**Written task**. Report how many lines in the items below contain the string "light", counting only matches in the same letter case. Give the number alone.

Stored items from a collection:
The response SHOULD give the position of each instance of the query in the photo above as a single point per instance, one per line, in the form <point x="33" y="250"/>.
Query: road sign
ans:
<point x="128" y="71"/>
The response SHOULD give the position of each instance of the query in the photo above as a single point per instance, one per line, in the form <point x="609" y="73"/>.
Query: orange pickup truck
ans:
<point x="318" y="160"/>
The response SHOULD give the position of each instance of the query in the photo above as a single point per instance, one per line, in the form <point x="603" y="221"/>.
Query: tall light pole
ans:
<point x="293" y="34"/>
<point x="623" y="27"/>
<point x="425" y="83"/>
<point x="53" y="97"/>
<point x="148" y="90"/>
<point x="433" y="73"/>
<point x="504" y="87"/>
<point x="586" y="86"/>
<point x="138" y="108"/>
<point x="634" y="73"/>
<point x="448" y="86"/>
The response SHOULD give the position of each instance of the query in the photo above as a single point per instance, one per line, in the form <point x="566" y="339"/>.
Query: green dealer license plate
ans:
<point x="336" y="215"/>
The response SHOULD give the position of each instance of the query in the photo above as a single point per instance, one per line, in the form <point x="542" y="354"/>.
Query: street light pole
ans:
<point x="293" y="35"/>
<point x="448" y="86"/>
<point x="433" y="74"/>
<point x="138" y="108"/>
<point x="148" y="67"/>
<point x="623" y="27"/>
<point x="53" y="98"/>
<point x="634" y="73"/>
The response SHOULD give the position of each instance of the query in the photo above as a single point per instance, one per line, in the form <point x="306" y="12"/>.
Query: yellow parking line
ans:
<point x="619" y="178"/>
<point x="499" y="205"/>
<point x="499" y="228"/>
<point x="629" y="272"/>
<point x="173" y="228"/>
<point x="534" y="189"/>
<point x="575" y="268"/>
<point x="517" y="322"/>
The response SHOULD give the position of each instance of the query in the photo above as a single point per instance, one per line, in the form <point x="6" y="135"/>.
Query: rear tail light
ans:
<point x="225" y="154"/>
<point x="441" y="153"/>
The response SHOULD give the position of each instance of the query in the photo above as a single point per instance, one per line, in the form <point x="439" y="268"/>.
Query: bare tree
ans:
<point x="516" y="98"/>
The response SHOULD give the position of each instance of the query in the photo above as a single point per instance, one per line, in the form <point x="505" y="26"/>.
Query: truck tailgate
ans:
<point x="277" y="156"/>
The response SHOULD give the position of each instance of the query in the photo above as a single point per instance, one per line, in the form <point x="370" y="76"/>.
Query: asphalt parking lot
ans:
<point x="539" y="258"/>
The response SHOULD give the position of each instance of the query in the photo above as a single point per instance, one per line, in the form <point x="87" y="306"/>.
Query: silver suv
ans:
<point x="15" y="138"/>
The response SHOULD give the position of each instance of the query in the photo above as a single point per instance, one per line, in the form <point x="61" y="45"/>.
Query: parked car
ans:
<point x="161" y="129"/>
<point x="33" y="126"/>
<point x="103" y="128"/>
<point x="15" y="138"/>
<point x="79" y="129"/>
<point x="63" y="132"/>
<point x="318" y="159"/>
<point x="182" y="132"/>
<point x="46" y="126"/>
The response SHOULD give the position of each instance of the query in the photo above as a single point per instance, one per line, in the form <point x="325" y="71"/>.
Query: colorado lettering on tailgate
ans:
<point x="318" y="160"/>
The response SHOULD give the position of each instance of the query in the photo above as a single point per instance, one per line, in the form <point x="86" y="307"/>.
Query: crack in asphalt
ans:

**Result**. 3